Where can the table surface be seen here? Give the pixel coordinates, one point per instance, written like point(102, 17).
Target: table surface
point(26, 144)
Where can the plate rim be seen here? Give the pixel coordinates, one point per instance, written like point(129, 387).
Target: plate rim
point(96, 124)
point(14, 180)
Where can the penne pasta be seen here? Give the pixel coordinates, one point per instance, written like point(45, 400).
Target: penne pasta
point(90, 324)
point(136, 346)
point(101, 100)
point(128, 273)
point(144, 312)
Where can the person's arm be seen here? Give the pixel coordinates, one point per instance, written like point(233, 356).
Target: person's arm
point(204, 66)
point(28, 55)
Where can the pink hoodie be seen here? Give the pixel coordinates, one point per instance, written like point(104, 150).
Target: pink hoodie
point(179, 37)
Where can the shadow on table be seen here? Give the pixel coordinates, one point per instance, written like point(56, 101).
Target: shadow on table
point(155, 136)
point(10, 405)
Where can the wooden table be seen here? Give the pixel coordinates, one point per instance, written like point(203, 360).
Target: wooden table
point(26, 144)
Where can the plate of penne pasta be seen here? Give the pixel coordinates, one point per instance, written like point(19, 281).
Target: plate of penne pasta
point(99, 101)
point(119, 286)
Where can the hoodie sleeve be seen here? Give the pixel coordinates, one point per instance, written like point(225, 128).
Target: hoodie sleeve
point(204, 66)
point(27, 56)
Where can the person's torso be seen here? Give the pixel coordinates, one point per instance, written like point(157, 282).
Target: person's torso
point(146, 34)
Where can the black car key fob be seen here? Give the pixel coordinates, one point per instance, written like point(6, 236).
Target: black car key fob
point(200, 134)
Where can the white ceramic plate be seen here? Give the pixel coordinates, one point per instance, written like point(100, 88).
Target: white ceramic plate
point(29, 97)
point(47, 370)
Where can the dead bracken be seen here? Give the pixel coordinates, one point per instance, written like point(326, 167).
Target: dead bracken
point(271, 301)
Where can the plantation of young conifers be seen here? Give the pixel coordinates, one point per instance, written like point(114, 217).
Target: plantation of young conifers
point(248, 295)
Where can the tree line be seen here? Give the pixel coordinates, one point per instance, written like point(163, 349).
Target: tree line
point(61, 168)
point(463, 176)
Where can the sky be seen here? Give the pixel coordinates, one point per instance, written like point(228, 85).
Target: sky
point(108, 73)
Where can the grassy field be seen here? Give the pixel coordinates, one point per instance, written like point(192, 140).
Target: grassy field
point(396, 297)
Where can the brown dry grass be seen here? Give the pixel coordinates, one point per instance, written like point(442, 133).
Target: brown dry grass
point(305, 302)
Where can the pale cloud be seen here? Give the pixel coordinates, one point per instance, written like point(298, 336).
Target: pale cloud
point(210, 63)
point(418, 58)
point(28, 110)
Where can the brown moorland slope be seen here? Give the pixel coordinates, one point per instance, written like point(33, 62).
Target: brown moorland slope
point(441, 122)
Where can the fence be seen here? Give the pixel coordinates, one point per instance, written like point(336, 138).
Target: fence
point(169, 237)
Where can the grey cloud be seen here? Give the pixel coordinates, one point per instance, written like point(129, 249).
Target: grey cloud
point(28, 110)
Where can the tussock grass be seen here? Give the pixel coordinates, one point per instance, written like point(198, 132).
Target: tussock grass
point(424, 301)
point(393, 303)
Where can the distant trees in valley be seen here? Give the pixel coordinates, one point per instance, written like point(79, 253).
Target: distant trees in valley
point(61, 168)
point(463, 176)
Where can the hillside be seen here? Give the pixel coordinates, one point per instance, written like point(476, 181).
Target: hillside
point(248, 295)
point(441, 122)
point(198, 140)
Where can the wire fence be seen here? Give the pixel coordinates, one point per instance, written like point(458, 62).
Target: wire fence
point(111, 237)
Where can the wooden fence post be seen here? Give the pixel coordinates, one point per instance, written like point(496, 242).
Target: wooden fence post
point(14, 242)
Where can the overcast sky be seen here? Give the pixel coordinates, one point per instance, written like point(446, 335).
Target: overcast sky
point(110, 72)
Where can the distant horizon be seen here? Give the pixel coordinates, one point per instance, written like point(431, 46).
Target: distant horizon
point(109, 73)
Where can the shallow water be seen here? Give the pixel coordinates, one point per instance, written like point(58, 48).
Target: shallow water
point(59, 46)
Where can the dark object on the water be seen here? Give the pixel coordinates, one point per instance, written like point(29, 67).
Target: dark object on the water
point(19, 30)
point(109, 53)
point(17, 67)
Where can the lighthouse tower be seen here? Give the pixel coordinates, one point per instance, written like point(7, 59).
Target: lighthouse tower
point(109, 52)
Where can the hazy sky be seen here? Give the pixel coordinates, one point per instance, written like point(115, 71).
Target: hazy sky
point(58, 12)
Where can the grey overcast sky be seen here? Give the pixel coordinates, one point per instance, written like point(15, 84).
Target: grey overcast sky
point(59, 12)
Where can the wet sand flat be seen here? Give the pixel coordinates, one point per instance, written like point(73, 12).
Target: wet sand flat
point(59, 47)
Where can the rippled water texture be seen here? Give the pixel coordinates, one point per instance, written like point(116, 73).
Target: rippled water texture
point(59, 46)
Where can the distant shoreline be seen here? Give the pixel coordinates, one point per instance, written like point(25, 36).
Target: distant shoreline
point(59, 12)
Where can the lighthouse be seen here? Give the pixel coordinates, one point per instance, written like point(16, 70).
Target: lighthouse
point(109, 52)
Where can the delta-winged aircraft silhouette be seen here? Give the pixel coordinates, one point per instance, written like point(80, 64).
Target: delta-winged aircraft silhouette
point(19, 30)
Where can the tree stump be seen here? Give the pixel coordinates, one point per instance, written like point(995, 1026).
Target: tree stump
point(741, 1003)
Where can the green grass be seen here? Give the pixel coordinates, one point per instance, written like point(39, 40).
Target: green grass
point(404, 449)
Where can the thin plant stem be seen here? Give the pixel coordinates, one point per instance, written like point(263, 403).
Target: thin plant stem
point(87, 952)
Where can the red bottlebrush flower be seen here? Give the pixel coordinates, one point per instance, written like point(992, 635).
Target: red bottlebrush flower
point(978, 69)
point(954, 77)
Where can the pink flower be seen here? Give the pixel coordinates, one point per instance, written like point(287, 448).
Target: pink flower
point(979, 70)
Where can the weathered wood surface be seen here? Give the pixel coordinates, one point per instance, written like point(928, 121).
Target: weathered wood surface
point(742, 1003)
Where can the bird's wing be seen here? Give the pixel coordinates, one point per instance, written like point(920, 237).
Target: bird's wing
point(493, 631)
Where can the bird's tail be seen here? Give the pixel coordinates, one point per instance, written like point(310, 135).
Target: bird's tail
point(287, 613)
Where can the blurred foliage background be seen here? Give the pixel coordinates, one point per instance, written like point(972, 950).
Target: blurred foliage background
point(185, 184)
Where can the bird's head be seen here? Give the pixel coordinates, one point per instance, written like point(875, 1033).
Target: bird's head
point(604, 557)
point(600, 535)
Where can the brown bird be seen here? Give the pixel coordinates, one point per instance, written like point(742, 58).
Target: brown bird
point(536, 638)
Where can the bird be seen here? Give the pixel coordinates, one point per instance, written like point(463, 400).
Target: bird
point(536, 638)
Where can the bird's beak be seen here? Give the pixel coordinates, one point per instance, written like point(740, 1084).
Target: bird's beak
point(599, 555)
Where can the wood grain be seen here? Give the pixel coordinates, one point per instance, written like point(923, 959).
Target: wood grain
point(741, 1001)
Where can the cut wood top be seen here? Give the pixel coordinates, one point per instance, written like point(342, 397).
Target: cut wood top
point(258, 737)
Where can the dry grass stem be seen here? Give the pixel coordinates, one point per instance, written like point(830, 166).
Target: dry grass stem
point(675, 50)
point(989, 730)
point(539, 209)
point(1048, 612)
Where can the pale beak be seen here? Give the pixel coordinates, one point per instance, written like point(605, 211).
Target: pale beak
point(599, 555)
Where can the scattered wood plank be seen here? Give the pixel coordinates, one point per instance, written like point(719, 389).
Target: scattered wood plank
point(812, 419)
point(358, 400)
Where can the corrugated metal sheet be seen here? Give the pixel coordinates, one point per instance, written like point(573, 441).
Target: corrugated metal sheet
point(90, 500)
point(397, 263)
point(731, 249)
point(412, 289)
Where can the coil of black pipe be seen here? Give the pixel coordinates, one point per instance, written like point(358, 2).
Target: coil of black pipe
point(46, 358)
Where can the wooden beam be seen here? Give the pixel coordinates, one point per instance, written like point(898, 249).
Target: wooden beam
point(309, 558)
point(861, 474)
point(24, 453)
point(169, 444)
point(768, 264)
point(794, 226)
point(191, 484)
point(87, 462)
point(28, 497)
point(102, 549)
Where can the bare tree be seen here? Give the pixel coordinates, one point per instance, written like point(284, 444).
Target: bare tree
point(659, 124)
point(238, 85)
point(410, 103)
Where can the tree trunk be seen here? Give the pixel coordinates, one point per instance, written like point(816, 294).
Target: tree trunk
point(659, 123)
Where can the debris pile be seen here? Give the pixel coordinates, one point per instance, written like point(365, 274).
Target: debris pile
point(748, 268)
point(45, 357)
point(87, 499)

● EXERCISE DETAILS
Rewrite the records starting at the line containing "Where can the grey cloud" and ending at the line containing "point(393, 303)", with "tussock grass" changed to "tufted grass" and everything else left the same.

● TASK RESULT
Where can the grey cloud be seen here? Give the pixel coordinates, one point per instance, written like point(129, 249).
Target: grey cloud
point(28, 110)
Where can the tufted grass be seen here? Give the pixel coordinates, one point per instance, written like point(198, 132).
Target: tufted grass
point(424, 301)
point(393, 303)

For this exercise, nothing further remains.